> _Task requirements_
Could you give the material again from the line with "-- select a point on the rocky cliff, one" to the line with "[(200, 300)]", switching "rocky cliff" to "steep cliff" and leaving everything else unchanged?

> _Data provided_

»»

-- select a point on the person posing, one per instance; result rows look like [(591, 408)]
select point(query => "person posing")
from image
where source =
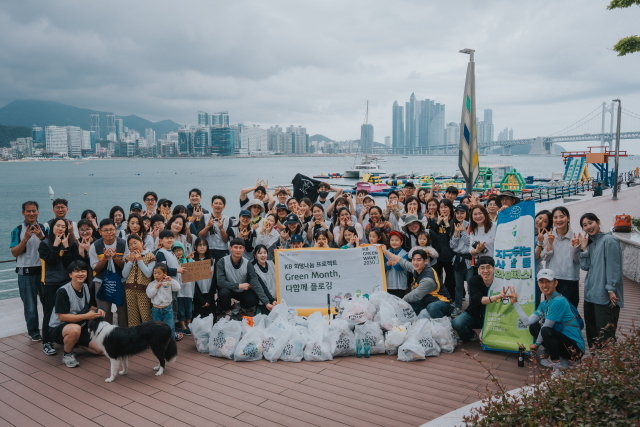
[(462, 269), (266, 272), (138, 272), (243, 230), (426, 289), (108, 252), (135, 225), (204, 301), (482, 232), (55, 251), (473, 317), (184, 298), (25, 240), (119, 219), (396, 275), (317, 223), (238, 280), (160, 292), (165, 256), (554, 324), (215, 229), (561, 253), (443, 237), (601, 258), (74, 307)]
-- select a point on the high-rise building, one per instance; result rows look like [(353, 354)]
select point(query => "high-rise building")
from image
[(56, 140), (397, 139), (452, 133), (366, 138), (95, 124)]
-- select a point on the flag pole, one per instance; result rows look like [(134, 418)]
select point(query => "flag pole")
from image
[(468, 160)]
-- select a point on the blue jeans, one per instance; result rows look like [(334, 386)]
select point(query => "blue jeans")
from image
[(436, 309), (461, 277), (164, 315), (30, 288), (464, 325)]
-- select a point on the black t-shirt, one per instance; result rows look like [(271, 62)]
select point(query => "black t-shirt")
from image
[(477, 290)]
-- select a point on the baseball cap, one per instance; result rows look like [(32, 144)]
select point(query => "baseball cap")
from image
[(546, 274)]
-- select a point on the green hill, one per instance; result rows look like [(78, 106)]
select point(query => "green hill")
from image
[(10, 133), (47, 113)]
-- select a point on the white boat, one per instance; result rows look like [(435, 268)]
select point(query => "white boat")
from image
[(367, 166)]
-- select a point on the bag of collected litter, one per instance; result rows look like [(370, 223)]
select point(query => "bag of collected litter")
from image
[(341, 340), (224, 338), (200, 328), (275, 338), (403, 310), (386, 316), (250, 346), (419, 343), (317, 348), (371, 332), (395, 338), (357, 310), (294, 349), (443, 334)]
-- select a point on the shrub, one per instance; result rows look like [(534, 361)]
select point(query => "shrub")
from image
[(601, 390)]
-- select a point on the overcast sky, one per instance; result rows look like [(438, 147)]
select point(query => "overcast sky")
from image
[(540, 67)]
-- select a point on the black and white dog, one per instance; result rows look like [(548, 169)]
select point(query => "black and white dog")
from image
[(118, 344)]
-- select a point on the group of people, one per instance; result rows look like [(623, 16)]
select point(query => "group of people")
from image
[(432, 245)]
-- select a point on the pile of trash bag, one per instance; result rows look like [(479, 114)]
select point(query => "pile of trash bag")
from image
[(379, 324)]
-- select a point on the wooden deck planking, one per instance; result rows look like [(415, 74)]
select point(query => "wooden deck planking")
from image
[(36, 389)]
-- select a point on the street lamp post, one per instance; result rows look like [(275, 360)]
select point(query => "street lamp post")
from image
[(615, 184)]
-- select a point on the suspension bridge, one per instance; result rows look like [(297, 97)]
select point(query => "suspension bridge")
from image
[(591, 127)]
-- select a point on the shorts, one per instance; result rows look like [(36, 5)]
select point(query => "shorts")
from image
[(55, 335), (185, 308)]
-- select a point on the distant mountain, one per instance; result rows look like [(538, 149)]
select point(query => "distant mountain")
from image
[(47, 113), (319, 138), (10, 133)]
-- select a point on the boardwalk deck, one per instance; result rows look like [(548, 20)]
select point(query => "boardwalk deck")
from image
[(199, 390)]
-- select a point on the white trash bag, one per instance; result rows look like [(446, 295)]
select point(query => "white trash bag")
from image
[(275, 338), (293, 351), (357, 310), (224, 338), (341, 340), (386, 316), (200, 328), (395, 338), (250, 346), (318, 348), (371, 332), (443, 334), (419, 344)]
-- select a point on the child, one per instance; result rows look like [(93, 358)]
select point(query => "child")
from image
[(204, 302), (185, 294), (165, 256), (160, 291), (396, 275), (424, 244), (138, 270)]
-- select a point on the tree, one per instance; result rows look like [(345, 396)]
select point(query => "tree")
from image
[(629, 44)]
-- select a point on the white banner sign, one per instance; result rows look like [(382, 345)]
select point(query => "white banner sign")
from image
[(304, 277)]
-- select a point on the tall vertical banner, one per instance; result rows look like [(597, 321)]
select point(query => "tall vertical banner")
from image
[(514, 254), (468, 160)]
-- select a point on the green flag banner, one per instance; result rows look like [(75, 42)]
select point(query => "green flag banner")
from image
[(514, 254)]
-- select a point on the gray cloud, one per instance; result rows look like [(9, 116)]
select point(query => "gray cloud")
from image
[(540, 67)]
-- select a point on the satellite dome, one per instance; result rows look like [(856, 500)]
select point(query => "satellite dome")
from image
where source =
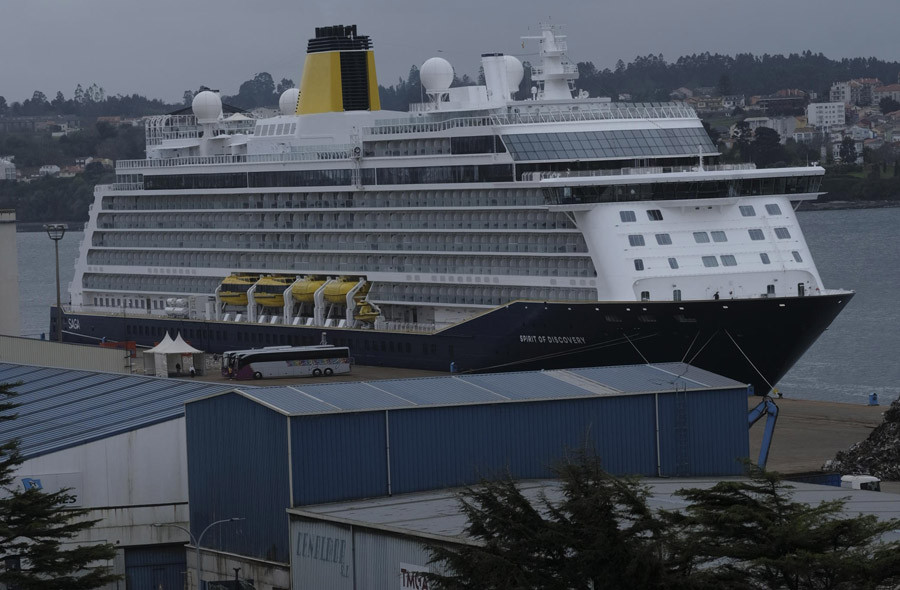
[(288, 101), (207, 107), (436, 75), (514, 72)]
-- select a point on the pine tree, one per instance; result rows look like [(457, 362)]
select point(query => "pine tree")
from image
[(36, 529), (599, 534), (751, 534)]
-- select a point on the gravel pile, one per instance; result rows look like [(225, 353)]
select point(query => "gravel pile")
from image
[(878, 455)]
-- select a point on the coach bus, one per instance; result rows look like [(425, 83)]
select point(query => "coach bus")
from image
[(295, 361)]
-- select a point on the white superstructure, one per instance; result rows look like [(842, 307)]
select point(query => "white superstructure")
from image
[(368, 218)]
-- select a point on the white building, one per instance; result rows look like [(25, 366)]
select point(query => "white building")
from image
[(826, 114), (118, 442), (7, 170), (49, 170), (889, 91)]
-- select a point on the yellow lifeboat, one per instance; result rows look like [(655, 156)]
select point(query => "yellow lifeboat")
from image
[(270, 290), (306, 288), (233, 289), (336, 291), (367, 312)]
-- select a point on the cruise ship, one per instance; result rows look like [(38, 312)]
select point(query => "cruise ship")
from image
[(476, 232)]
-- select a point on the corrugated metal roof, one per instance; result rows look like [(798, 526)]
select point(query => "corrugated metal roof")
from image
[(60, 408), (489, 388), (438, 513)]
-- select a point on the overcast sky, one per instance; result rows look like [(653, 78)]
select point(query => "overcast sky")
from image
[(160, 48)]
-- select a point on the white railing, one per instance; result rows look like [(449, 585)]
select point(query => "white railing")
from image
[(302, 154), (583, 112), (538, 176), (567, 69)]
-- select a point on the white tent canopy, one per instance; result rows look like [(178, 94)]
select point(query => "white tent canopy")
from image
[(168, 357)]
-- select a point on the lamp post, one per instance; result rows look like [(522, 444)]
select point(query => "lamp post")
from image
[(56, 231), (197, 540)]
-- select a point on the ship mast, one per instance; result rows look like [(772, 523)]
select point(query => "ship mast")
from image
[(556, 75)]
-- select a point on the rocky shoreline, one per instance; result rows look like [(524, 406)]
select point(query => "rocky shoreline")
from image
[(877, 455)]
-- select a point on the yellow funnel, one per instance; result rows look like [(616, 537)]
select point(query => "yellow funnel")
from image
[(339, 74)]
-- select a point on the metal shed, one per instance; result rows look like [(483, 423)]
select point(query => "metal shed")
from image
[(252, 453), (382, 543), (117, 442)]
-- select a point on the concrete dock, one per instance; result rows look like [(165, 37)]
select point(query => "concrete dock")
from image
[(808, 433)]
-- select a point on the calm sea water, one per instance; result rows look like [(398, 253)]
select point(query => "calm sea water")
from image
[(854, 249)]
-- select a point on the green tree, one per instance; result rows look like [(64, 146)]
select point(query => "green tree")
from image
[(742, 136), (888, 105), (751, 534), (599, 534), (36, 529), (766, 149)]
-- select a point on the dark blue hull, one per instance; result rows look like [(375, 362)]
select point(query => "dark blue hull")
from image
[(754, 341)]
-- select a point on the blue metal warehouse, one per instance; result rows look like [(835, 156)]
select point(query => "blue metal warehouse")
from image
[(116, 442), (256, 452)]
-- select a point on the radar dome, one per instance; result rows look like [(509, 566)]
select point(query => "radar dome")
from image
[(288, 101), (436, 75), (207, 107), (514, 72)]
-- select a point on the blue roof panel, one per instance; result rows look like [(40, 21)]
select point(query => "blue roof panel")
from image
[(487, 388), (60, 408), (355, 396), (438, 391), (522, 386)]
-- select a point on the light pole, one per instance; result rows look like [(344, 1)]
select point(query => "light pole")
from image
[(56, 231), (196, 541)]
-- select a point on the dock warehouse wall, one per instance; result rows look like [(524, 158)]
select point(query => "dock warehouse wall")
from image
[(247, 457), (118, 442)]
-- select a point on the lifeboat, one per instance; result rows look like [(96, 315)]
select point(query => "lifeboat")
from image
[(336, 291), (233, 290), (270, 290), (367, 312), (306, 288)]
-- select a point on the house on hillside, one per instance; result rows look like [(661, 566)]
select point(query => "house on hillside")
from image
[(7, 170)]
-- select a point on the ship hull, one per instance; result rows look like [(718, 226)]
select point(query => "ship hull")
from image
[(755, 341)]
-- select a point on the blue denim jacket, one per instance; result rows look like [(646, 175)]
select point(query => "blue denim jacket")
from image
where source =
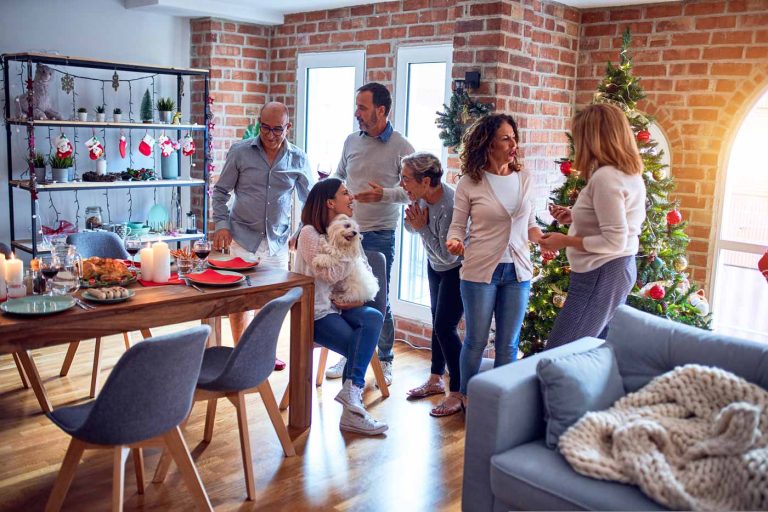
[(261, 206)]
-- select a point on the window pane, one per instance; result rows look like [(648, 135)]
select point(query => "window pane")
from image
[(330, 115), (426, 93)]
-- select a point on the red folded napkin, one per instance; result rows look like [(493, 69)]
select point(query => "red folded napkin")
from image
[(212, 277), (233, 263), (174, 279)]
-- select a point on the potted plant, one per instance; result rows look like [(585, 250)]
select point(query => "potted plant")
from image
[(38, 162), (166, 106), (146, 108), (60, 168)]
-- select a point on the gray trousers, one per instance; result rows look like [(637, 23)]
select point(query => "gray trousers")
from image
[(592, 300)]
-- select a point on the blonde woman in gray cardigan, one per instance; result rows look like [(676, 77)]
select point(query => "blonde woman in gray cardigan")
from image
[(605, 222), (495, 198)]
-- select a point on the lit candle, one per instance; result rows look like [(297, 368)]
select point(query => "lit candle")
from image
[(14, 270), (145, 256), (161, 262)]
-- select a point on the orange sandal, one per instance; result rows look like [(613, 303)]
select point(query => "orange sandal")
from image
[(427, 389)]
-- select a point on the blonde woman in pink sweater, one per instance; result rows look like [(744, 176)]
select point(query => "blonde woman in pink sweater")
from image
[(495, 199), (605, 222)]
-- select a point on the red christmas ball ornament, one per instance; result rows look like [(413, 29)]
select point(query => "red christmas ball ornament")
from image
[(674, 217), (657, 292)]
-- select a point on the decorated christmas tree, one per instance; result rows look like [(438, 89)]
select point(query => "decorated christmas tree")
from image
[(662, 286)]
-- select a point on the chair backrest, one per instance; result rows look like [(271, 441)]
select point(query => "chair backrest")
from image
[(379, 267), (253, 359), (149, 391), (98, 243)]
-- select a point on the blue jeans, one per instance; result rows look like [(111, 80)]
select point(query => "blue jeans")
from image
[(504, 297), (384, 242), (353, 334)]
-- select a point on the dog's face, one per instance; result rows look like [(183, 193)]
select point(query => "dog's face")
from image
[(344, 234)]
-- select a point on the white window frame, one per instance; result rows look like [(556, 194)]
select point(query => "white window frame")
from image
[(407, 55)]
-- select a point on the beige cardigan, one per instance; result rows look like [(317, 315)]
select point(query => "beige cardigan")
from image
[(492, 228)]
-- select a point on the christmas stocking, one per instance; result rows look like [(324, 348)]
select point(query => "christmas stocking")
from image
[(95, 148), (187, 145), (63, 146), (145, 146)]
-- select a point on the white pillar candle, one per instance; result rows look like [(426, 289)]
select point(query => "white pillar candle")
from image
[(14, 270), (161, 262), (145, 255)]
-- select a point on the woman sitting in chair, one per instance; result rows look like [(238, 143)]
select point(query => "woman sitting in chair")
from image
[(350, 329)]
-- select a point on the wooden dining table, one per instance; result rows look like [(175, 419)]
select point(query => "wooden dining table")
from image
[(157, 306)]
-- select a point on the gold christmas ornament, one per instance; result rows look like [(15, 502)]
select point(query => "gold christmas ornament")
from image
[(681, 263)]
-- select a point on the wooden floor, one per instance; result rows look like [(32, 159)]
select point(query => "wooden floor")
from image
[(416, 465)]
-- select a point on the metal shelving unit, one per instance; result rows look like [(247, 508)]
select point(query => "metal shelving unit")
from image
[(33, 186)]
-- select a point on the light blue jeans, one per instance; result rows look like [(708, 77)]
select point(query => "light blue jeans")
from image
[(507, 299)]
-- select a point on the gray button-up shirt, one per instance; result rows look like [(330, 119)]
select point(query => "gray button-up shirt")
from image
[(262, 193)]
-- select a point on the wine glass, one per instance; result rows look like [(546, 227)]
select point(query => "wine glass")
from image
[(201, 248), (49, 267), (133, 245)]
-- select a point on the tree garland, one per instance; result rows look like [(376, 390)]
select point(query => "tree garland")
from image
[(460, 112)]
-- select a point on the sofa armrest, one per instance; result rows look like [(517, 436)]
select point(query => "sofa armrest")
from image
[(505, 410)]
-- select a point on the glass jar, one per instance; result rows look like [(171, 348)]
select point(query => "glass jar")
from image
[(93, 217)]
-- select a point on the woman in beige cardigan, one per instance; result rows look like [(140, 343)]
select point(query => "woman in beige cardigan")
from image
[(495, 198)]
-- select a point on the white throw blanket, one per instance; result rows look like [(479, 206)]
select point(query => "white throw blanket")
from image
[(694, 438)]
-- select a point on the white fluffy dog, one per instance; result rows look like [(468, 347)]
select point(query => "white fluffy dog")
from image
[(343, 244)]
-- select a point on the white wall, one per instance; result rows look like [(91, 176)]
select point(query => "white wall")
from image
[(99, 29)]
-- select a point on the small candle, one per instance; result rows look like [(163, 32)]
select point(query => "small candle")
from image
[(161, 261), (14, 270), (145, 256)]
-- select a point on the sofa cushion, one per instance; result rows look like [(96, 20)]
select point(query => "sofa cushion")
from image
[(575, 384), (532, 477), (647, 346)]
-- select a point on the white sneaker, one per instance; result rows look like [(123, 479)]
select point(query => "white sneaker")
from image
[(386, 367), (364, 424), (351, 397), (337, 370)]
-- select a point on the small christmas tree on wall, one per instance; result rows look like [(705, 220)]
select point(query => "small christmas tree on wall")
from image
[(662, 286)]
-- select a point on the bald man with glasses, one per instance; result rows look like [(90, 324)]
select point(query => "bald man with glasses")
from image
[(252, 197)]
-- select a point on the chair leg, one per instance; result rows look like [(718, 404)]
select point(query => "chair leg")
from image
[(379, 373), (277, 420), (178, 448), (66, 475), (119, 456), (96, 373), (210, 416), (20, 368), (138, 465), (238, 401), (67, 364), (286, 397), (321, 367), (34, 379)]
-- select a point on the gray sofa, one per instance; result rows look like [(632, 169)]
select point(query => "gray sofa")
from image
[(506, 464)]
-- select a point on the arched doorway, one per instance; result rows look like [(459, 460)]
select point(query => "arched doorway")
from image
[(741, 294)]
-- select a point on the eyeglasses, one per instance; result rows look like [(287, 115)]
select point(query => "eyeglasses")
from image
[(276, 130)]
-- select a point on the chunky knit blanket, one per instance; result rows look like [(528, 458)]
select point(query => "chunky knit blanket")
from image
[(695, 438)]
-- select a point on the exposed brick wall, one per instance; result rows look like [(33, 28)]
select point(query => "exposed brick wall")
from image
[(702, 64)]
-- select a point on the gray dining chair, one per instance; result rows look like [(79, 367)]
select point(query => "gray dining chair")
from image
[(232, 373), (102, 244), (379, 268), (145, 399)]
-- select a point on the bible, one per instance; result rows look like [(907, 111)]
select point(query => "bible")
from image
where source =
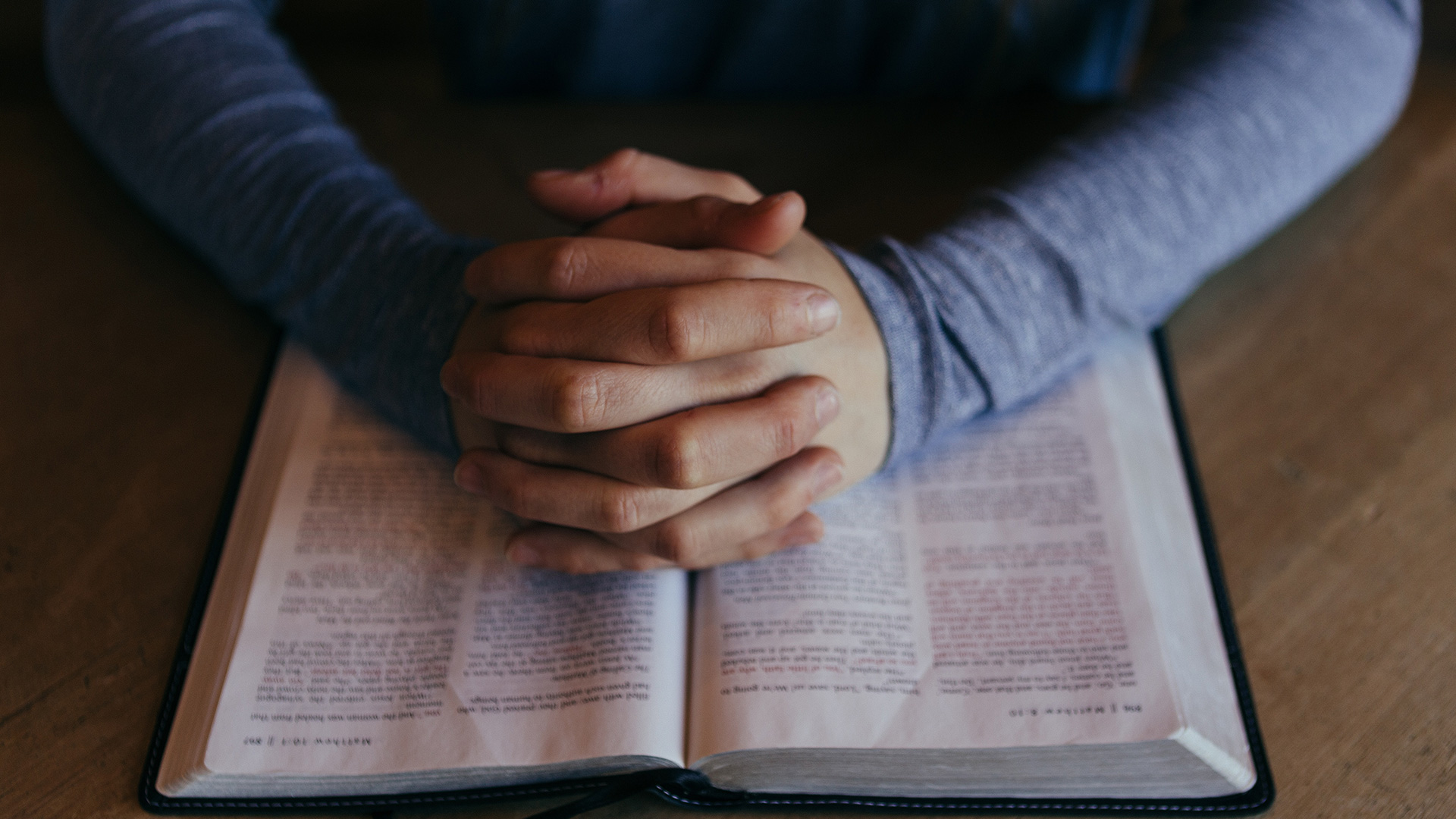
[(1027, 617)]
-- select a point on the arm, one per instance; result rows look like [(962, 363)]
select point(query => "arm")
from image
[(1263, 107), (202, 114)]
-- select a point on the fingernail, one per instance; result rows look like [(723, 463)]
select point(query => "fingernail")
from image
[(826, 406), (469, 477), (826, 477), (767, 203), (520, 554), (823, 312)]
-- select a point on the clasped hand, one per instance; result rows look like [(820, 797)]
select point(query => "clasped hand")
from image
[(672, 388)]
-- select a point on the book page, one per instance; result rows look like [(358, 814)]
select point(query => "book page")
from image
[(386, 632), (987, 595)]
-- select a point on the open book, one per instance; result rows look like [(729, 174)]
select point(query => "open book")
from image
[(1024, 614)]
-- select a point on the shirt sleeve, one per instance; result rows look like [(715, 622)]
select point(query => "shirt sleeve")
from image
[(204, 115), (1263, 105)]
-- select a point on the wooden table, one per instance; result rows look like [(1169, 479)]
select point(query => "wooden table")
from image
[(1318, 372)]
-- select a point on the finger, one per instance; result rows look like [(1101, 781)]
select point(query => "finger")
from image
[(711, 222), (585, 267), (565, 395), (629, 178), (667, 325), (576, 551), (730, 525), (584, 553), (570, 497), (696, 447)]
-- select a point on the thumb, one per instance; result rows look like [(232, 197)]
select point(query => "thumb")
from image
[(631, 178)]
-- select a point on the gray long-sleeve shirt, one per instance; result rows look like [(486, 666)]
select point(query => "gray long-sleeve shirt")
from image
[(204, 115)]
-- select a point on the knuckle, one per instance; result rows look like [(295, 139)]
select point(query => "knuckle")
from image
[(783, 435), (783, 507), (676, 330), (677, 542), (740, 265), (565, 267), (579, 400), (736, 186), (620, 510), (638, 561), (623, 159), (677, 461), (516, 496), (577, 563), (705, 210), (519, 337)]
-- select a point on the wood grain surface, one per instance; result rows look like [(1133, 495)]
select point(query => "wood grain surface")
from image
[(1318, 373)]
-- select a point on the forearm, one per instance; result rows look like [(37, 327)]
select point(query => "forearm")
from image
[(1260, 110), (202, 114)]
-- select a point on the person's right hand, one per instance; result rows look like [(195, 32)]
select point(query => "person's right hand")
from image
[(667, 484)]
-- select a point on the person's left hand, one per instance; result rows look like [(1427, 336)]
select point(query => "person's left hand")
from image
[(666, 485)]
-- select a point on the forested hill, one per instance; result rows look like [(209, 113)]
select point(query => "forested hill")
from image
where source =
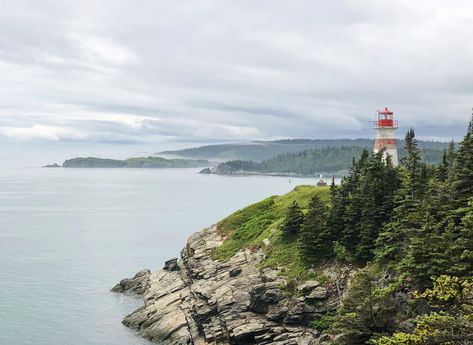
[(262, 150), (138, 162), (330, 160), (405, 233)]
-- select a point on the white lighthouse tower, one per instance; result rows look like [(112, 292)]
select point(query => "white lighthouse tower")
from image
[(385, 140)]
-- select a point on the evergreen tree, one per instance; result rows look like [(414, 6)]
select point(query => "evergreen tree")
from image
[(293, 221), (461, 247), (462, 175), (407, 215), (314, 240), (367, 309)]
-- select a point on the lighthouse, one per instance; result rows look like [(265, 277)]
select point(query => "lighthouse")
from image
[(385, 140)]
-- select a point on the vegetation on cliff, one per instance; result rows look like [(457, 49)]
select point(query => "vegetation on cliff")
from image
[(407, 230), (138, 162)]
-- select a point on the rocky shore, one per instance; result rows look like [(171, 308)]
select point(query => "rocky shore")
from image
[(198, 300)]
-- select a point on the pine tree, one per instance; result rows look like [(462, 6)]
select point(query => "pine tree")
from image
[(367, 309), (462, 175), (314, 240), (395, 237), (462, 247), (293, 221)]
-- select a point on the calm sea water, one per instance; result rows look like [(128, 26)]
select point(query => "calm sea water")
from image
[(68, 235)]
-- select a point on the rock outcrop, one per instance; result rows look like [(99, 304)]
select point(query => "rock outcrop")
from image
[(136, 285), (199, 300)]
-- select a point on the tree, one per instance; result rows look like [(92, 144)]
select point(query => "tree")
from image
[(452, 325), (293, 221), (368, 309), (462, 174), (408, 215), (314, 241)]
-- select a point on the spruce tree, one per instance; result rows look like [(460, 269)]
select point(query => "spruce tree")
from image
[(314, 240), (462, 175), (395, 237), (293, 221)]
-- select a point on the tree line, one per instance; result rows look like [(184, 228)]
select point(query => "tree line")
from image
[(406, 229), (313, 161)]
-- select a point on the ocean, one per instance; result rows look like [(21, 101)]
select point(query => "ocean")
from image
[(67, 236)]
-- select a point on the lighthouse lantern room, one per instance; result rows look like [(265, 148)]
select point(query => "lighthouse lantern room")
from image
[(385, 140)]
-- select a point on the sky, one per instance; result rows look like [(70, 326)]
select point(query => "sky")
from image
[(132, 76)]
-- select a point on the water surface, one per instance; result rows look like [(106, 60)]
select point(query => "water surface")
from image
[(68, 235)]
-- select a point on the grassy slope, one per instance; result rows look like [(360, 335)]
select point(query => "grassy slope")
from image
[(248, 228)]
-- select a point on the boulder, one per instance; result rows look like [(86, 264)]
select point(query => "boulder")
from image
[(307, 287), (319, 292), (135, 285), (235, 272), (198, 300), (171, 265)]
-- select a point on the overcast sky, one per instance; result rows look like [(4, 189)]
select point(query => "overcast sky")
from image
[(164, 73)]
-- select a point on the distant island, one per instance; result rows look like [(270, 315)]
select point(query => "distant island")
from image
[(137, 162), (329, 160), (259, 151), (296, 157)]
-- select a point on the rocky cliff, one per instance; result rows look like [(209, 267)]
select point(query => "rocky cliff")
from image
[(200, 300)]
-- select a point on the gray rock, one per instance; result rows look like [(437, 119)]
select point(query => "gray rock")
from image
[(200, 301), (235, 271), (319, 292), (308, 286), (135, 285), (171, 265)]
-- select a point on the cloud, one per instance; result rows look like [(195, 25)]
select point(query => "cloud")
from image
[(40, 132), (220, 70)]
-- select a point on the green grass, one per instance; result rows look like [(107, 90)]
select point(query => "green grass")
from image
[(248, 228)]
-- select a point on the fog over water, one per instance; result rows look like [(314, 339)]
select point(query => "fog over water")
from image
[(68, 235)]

««

> _Expected answer_
-- select a point on the steep cliff, one per instance; result rows look like [(209, 267)]
select point(query => "steep cliff")
from image
[(200, 300)]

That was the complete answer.